## BEGIN Listing
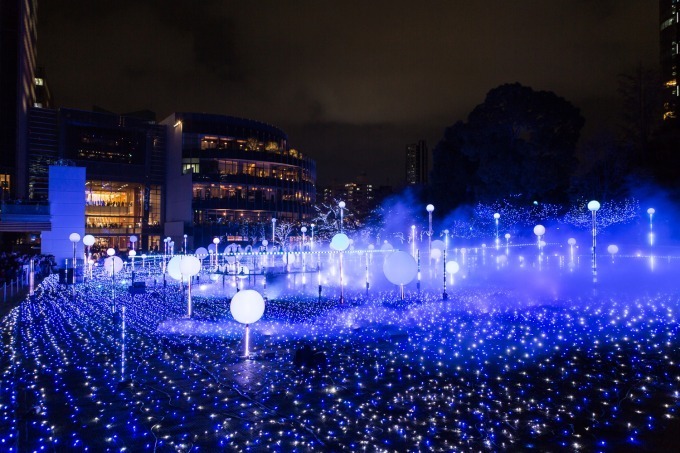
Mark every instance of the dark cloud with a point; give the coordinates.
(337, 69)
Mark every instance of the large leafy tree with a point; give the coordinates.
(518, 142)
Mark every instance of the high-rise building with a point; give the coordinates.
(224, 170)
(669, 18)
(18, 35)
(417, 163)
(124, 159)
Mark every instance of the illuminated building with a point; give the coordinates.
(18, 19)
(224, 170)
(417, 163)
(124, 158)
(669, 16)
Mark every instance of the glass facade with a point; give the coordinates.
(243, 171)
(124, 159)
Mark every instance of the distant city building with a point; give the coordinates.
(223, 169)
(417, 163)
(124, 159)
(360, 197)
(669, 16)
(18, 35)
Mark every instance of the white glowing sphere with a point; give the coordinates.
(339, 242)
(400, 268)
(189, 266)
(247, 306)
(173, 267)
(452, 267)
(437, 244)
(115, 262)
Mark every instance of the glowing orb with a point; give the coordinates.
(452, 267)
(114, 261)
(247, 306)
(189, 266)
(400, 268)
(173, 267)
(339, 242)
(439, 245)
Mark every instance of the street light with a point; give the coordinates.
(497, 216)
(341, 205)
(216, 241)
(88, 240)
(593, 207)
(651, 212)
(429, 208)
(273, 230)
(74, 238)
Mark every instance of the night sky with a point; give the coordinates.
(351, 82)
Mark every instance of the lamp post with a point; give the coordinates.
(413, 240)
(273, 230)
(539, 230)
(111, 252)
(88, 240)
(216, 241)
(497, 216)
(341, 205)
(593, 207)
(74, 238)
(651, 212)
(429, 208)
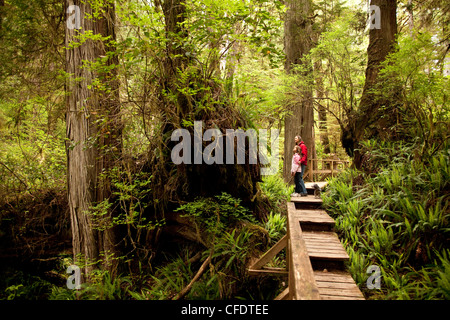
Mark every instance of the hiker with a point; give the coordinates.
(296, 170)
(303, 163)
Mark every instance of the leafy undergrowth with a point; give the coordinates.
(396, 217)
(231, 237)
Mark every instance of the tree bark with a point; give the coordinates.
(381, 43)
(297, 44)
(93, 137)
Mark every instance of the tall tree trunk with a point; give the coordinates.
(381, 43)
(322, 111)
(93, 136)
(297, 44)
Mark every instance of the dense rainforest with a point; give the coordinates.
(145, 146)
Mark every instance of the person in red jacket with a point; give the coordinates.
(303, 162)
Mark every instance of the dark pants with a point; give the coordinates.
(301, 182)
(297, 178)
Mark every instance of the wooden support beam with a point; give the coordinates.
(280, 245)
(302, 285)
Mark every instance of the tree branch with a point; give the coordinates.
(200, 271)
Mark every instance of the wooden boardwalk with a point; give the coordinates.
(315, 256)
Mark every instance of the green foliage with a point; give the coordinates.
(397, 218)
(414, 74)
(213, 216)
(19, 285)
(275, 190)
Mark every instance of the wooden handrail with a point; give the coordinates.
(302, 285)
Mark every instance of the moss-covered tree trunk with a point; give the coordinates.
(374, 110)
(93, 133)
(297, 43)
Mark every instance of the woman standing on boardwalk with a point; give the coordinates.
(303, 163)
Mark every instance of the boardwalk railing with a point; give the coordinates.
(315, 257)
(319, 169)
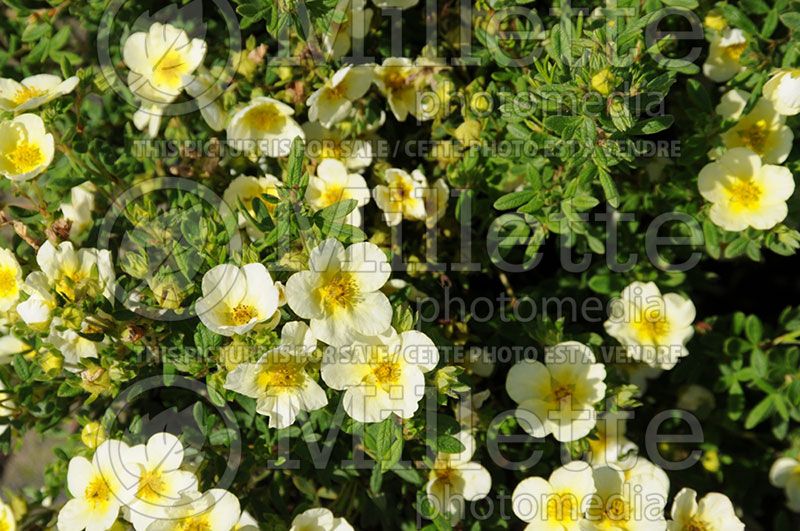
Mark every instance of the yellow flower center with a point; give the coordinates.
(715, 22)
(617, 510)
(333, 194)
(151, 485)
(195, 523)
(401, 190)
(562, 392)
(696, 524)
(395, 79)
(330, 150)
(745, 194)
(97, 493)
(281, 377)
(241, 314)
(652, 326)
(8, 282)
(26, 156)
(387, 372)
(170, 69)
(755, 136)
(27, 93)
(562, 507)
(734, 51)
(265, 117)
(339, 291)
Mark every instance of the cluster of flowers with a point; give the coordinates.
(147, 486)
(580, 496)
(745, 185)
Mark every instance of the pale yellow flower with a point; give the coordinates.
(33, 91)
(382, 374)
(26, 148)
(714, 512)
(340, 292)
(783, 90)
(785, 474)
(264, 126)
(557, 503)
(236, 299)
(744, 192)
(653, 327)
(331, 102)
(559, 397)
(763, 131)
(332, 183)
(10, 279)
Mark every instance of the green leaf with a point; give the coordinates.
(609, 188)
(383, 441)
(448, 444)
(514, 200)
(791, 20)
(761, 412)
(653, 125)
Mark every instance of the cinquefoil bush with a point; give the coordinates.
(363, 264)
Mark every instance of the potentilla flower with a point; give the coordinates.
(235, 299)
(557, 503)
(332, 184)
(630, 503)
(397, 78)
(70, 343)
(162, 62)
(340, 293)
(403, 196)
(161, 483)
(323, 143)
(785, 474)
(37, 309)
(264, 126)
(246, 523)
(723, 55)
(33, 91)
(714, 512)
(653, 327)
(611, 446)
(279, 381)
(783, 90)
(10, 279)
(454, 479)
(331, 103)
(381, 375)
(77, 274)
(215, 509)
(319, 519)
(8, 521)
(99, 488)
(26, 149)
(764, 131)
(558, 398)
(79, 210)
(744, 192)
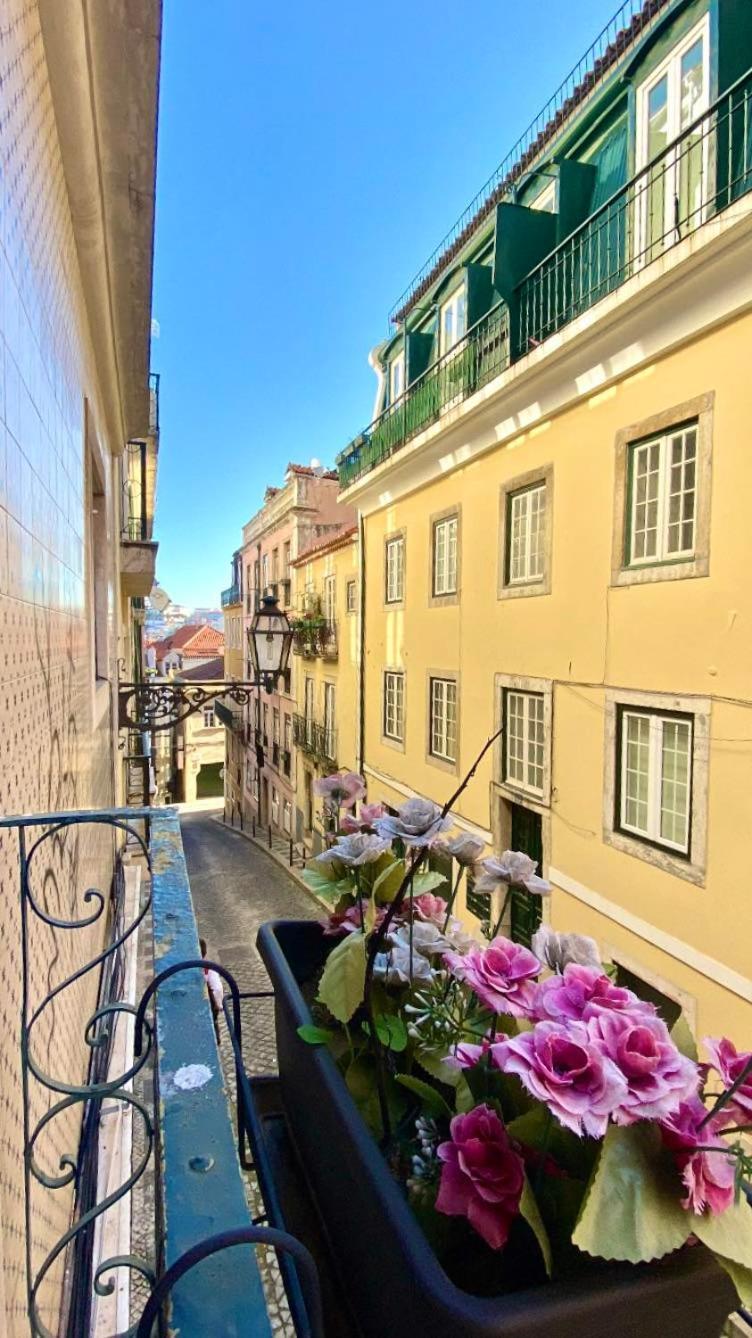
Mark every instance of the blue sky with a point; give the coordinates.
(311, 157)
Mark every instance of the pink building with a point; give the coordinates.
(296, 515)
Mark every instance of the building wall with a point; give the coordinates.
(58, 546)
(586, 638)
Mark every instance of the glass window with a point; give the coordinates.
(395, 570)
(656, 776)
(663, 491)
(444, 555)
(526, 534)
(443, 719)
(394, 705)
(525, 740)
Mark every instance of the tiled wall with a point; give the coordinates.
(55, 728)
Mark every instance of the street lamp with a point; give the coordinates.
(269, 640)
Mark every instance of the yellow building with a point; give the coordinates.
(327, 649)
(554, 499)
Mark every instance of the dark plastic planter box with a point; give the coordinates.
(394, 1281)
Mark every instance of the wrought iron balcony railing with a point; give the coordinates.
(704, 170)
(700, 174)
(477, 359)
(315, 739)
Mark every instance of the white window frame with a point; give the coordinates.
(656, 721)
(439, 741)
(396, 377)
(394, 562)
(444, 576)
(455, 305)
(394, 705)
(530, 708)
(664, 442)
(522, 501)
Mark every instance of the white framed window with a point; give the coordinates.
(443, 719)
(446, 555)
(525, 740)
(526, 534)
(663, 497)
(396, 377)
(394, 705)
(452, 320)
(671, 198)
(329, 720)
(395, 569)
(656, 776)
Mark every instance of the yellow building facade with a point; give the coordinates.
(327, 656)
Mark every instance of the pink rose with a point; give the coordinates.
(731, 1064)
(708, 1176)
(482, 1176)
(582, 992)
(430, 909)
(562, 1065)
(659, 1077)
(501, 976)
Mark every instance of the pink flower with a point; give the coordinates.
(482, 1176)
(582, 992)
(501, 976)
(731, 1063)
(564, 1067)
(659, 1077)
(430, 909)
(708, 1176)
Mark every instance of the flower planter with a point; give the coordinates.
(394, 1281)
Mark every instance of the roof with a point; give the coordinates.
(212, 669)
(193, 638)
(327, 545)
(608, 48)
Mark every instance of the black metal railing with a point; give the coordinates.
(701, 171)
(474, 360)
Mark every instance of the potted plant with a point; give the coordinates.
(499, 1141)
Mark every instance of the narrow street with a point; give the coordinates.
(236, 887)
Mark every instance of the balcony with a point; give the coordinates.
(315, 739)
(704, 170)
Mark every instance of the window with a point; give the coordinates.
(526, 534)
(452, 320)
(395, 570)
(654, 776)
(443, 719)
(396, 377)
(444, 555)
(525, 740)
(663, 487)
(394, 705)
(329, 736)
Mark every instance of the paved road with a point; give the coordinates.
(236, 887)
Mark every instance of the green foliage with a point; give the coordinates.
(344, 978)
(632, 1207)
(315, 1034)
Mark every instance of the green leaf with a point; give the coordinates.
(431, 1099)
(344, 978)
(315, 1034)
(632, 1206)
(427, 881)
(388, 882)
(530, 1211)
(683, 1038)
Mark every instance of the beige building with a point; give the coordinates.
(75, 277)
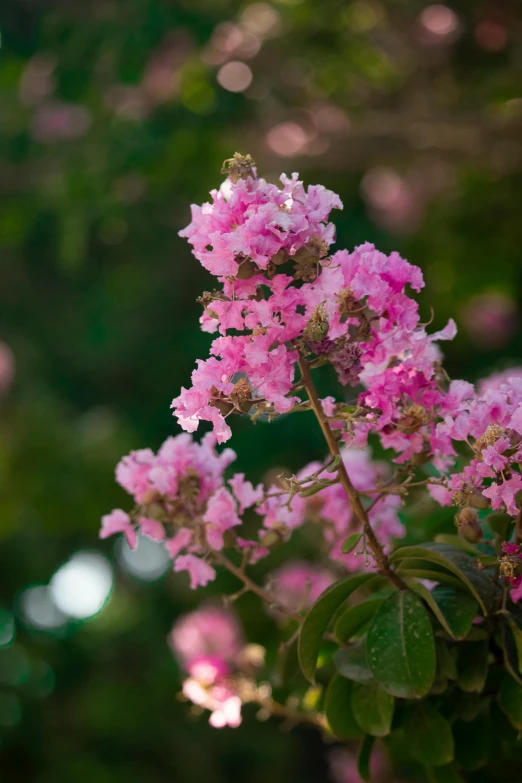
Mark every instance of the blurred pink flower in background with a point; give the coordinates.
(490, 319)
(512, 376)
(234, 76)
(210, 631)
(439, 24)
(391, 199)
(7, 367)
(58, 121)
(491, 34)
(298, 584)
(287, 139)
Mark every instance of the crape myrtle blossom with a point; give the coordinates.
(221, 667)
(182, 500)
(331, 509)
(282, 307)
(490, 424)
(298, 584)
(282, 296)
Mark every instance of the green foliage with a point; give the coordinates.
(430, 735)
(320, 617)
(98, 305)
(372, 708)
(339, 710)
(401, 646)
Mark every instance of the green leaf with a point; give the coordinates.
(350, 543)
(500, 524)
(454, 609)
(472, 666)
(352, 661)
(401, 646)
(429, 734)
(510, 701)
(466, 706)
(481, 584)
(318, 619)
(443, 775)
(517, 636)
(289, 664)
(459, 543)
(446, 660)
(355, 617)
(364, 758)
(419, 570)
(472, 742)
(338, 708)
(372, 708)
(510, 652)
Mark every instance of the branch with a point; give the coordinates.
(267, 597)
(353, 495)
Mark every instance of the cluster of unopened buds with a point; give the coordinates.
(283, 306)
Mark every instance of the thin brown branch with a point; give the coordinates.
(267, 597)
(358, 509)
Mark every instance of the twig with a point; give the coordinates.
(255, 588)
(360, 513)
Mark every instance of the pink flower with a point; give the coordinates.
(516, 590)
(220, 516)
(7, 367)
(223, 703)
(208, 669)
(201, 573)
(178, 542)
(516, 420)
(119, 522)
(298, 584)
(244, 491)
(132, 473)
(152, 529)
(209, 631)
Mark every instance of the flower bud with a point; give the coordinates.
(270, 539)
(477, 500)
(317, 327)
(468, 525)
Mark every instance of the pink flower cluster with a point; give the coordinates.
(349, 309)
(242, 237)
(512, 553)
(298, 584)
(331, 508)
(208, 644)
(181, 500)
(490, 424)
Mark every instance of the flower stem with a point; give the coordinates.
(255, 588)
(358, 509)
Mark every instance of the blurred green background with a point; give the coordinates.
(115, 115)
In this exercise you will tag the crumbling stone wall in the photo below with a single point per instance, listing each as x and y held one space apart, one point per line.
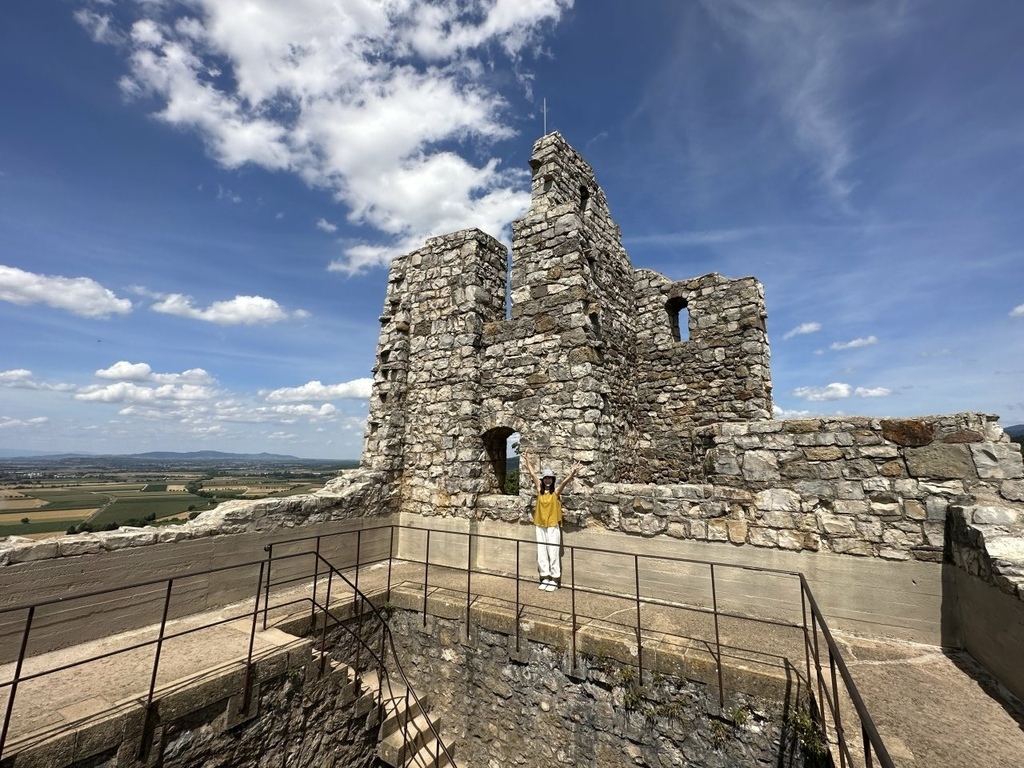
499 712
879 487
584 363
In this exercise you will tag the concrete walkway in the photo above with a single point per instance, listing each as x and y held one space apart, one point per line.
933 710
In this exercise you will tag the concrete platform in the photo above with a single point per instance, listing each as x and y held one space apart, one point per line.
## END Listing
#### [Exercise]
Rewrite the stretch of rows from the line containing "Mark every instance of the dark plastic" through the line containing "(499, 1141)", swapping "potted plant" for "flowering plant" and leaving everything else as it is.

#### [Output of the task]
Mark every instance of the dark plastic planter box with a point; give the coordinates.
(394, 1281)
Mark every instance of the wrought iron balcony railing with a point; give the coordinates.
(704, 170)
(700, 174)
(477, 359)
(315, 739)
Mark every instance of the white window frame with a point; give the coordinates.
(656, 721)
(439, 741)
(396, 377)
(394, 562)
(444, 576)
(455, 305)
(394, 705)
(530, 708)
(664, 442)
(522, 501)
Mark every instance of the white framed window with a point; give the coordinates.
(443, 719)
(446, 555)
(525, 740)
(526, 534)
(663, 497)
(396, 377)
(394, 705)
(452, 320)
(671, 198)
(329, 720)
(395, 569)
(656, 776)
Mark every instance of the yellow building facade with a point; give the coordinates.
(327, 656)
Mark every instance of the pink rose with a point; give the coordinates.
(731, 1064)
(708, 1176)
(482, 1176)
(582, 992)
(430, 909)
(562, 1065)
(659, 1077)
(501, 976)
Mark every instance of the pink flower with a point; give the coordinates.
(482, 1176)
(582, 992)
(501, 976)
(731, 1063)
(564, 1067)
(659, 1077)
(430, 909)
(708, 1176)
Mark every instance of the flower planter with a point; give the coordinates.
(394, 1281)
Mark every instance of the roof with a point; give the coordinates.
(212, 669)
(193, 638)
(327, 545)
(608, 48)
Mark every instance of the black metal railing with a point; give the coordinates.
(701, 171)
(474, 360)
Mark every instance of the flowering plant with a point; give the coordinates.
(499, 1141)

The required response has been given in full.